▸ **REQUIREMENTS**
Retype each of the following entries word for word.
——————————
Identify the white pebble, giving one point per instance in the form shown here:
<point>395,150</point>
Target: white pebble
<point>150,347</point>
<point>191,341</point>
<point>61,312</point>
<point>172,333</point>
——————————
▸ **RESPONSE TO THE EXERCISE**
Identify the white pebble, giving one point per instance in the form shown here:
<point>395,150</point>
Target: white pebble
<point>150,347</point>
<point>191,341</point>
<point>61,312</point>
<point>172,333</point>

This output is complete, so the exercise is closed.